### Problem to work on
Your task is to repeat the records exactly from the line containing "For every instance of the light" onward, through the final line.

Records from a point labeling set:
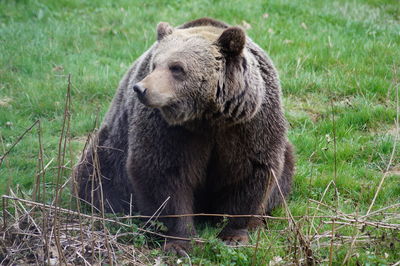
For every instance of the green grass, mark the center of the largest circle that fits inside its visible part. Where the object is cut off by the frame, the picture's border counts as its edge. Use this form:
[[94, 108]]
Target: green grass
[[333, 57]]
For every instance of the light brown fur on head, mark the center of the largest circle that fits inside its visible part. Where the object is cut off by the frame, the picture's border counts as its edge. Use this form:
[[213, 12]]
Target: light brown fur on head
[[201, 72]]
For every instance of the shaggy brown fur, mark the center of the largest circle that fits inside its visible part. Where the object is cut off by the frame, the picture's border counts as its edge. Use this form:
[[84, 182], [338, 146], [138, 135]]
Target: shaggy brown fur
[[197, 118]]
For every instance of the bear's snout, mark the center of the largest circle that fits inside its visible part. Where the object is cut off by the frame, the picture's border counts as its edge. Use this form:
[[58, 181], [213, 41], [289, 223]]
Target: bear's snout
[[140, 92]]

### Expected answer
For every instance of the light brown fur on head, mark the center of the largest circle that fits inside its visible part. Where the object is cut off by the frame, the picture's border counts as its edge. Use this form:
[[213, 12]]
Target: light brown fur on head
[[201, 72]]
For every instance of the shaggy brown fur, mark the center of the largest circle that fits inside its visible part. Where the object is cut off by the frame, the picture's border counts as its edge. Use this form:
[[84, 182], [338, 146], [138, 135]]
Target: shaggy brown fur
[[197, 118]]
For every instance of the bear's snout, mark the center of the largest circle that fits inside its visible part. Where the object is cut off by the frame, the picture's border counts as its edge. Use this form:
[[58, 181], [213, 41], [289, 223]]
Target: bear's snout
[[140, 92]]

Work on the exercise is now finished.